[Begin Data for this task]
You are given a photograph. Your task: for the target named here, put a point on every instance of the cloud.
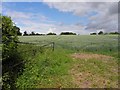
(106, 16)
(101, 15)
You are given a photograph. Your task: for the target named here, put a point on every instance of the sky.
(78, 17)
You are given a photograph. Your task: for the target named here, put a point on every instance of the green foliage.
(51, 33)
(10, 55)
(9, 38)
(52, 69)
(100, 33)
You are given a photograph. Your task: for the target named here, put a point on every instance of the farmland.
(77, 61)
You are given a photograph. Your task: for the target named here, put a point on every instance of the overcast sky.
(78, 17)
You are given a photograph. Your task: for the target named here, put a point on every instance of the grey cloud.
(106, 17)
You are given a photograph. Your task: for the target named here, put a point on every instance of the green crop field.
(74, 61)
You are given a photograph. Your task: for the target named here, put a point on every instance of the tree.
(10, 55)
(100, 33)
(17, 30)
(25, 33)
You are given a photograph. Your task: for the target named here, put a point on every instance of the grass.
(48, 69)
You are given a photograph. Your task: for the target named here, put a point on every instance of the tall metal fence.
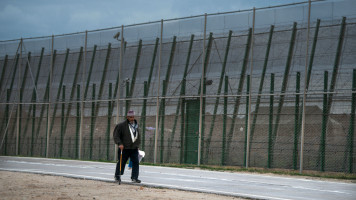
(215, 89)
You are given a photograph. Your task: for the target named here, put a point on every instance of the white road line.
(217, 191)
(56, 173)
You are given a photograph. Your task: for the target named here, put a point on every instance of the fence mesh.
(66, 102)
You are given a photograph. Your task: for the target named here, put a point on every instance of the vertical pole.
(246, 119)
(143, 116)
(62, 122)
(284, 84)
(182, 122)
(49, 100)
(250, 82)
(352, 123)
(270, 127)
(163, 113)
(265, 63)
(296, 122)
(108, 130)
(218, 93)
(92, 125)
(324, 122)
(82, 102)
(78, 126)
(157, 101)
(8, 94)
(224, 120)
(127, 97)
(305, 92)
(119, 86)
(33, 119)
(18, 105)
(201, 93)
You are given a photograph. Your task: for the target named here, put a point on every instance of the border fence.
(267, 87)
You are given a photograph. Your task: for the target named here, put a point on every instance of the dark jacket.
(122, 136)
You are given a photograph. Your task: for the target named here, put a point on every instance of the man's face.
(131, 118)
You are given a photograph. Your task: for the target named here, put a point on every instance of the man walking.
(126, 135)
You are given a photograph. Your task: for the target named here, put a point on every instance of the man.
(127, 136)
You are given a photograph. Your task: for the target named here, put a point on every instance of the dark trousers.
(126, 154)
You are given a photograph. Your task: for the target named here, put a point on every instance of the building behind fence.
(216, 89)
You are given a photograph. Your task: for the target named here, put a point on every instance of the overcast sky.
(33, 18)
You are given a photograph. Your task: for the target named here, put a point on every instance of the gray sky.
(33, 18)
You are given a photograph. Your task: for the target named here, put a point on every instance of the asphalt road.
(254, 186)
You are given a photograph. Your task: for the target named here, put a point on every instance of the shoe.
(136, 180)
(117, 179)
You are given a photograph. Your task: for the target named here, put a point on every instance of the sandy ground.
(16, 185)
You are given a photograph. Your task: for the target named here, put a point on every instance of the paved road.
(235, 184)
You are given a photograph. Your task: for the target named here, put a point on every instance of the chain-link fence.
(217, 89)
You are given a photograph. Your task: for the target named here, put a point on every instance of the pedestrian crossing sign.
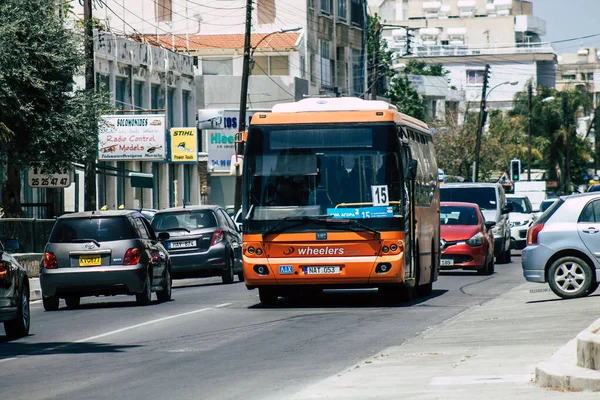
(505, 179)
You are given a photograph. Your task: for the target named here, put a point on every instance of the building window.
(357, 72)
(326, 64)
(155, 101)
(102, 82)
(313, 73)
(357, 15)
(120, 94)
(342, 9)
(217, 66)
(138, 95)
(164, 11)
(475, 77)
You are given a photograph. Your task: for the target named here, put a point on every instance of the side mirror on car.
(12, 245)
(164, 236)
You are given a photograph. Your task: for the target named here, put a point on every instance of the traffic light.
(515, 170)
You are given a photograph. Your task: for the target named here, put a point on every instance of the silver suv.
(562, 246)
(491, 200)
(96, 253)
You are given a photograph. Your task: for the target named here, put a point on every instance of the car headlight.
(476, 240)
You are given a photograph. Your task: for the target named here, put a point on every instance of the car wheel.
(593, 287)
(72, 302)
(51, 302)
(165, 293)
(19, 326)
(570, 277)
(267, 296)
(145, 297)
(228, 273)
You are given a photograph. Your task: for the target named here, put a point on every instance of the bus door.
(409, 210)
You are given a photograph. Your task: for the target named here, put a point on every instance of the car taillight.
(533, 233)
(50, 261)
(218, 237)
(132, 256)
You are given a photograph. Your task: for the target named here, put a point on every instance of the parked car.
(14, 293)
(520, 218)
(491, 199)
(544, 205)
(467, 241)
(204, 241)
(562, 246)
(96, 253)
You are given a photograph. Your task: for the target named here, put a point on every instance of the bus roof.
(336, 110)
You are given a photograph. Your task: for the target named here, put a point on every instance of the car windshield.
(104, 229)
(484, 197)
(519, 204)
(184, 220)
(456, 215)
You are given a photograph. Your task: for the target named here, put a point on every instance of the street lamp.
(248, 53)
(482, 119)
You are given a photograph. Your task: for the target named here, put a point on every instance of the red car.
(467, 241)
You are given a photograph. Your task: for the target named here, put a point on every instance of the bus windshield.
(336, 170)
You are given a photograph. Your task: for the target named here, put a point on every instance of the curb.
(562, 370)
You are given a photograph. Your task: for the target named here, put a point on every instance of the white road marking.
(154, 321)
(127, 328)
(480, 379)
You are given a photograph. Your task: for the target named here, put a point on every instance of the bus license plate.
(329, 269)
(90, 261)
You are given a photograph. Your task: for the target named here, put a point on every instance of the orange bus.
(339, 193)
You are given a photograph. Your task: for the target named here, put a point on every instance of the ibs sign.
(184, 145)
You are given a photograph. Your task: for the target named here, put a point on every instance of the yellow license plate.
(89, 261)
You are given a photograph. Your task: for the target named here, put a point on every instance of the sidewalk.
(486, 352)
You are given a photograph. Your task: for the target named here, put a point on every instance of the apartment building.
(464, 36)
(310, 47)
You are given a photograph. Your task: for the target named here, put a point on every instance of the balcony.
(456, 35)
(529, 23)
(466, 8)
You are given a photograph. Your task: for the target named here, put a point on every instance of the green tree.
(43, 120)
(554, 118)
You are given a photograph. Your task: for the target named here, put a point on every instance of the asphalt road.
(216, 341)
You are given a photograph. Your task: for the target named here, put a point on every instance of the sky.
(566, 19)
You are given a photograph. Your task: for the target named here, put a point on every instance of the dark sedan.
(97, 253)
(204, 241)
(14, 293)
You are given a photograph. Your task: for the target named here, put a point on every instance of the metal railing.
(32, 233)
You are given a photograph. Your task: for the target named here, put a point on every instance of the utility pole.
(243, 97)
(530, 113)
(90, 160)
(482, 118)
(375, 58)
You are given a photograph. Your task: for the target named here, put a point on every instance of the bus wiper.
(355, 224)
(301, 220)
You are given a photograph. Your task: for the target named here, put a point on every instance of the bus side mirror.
[End Data for this task]
▸ Task to complete:
Reproduce these records line for line, leaving out the pictures.

▸ Full response:
You are given a photograph. Your task: for the target named here, put a point on every instance of the cloud.
(106, 16)
(101, 15)
You are given a photograph. Your task: for the target named here, put a point on every instance of the sky.
(78, 17)
You are given a photograph. Your task: for the target named here, put a point on every instance of the green foliage.
(51, 33)
(10, 55)
(9, 38)
(52, 69)
(100, 33)
You are given a photograph. Your task: for the target named here, put a point on every instance of the farmland.
(77, 61)
You are given a photograph. Your task: for the target named here, put a point on every instance of the overcast sky.
(78, 17)
You are given a photograph. Your task: for the target named here, put a point on every instance of the grey cloud.
(106, 17)
You are given a photograph. Your task: for the target named here, put a point on every instance of the green crop field.
(74, 61)
You are given a photograph. Your task: for the target named here, put a point on every instance of the tree.
(10, 55)
(100, 33)
(17, 30)
(25, 33)
You are given a photograph. Your task: for the target named here, put a point on every instance of the grass.
(48, 69)
You are given a photograph. Your task: for the target named here, put a point on every instance of the tall metal fence.
(215, 89)
You are given a photograph. Your task: for the target named here, put a point on every instance of the white road line.
(217, 191)
(56, 173)
You are given a photograph. Your task: for the target named here, put a point on every instance of the fence mesh.
(66, 102)
You are given a photograph. Your task: for the target named here, put a point on every instance of the vertical pole.
(246, 119)
(143, 116)
(62, 122)
(284, 84)
(182, 122)
(49, 100)
(250, 82)
(352, 123)
(270, 127)
(163, 113)
(265, 63)
(296, 122)
(108, 130)
(218, 93)
(92, 125)
(324, 122)
(82, 102)
(78, 126)
(157, 101)
(8, 94)
(224, 120)
(127, 97)
(305, 92)
(119, 86)
(33, 119)
(18, 105)
(201, 93)
You are given a photograph. Your task: for the target named here, put a point on every instance of the border fence.
(267, 87)
You are given a photograph. Your task: for the target named here, put a point on every instance of the dark jacket.
(122, 136)
You are given a photograph. Your task: for the target named here, put a point on every instance of the man's face.
(131, 118)
You are given a photograph. Your task: for the target named here, put a point on every instance of the man walking.
(126, 135)
You are given a photograph. Your task: for the target named here, put a point on every instance of the man.
(127, 136)
You are given a photograph. Your task: for the target named here, put a point on every instance of the dark trousers.
(126, 154)
You are given a photograph. Your task: for the target named here, put a point on every instance of the building behind fence.
(216, 89)
You are given a photograph. Your task: for the target named here, put a point on every instance of the overcast sky.
(33, 18)
You are given a photograph. Your task: for the target named here, put a point on every instance of the gray sky.
(33, 18)
You are given a photograph. Your task: for the target named here, put a point on every instance of the asphalt road.
(254, 186)
You are given a photograph. Your task: for the target named here, put a point on every instance of the shoe.
(136, 180)
(117, 179)
You are given a photograph. Your task: for the target named here, put a point on every instance of the sandy ground.
(16, 185)
You are given a photograph. Your task: for the target named here, put a point on every instance of the paved road.
(235, 184)
You are given a photograph. Your task: for the target named here, put a point on every instance of the chain-link fence.
(217, 89)
You are given a photograph. Your task: for the target named here, put a point on every instance of the pedestrian crossing sign.
(505, 179)
You are given a photograph. Your task: for the target named here, put a point on every instance of the building window.
(357, 72)
(326, 64)
(155, 101)
(102, 82)
(313, 73)
(357, 15)
(120, 94)
(342, 9)
(217, 66)
(138, 95)
(164, 11)
(475, 77)
You are given a photograph. Your task: for the target named here, put a point on every instance of the side mirror on car.
(12, 245)
(164, 236)
You are given a photograph. Your task: for the target named here, put a point on every instance of the traffic light.
(515, 170)
You are given a photograph. Your task: for the target named here, put a point on every instance of the silver suv.
(562, 246)
(491, 200)
(96, 253)
You are given a photograph. Your task: for the target named here, put a point on every instance of the car headlight.
(476, 240)
You are given a photograph. Your task: for the target named here, put a point on every instance of the car wheel.
(593, 287)
(72, 302)
(51, 302)
(165, 293)
(19, 326)
(570, 277)
(267, 296)
(145, 297)
(228, 273)
You are given a photograph. Your task: for the target named here, put a point on every instance of the bus door.
(409, 210)
You are given a photograph. Your task: for the target named here, put a point on every instance of the car taillight.
(533, 233)
(50, 261)
(218, 237)
(132, 256)
You are given a photograph. Your task: for the target named here, put a point on every instance of the parked car.
(14, 293)
(520, 218)
(491, 199)
(544, 205)
(467, 241)
(204, 241)
(562, 246)
(96, 253)
You are given a photograph. Your task: for the target named here, put a point on every instance of the bus roof.
(336, 110)
You are given a photograph. Your task: for the target named here, put a point on every instance of the car windshield.
(104, 229)
(484, 197)
(519, 204)
(184, 220)
(456, 215)
You are given a photograph. Your task: for the target named here, put a point on every instance of the street lamp.
(248, 53)
(482, 119)
You are given a photograph. Your task: for the target named here, put a point on every instance of the red car.
(467, 241)
You are given a photograph. Your task: for the target named here, put a point on every instance of the bus windshield.
(336, 170)
You are given a photograph. Your task: for the target named here, put a point on every instance of the curb.
(562, 370)
You are given a photograph. Your task: for the target named here, put a point on every instance of the white road marking.
(154, 321)
(127, 328)
(480, 379)
You are given a photograph. Your task: for the target named here, put a point on every instance of the bus license plate.
(329, 269)
(90, 261)
You are given a photograph. Your task: for the target named here, put a point on every instance of the orange bus.
(339, 193)
You are given a photograph. Your task: for the target named here, put a point on every instance of the ibs sign.
(184, 145)
You are given a photograph. Your task: for the target named here, put a point on every instance of the yellow license plate.
(89, 261)
You are given a photograph. Your task: for the target named here, put a point on every instance of the sidewalk.
(486, 352)
You are given a photograph. Your task: for the target named here, put a point on every instance of the apartment building.
(464, 36)
(310, 47)
You are given a photograph. Your task: for the target named here, put a point on every instance of the balcony.
(456, 35)
(529, 23)
(466, 8)
You are given a photograph. Your task: for the target named here, put a point on every instance of the green tree.
(43, 120)
(554, 118)
You are given a photograph. Your task: for the target named here, put a point on every instance of the asphalt road.
(216, 341)
You are given a photograph. Your task: for the target named here, put a point on every instance of the sky.
(566, 19)
You are given a photograph. Your task: for the target named here, put a point on every instance of the dark sedan.
(97, 253)
(204, 241)
(14, 293)
You are given a photograph. Your task: for the target named here, put a point on every instance of the metal railing.
(32, 233)
You are given a photograph. Your task: for the target named here, put a point on every instance of the utility pole.
(243, 97)
(530, 113)
(90, 160)
(482, 118)
(375, 58)
You are given a photograph. Your task: for the target named here, put a point on every instance of the bus wiper.
(355, 224)
(301, 220)
You are given a photograph. Your task: for the target named here, put a point on every instance of the bus side mirror.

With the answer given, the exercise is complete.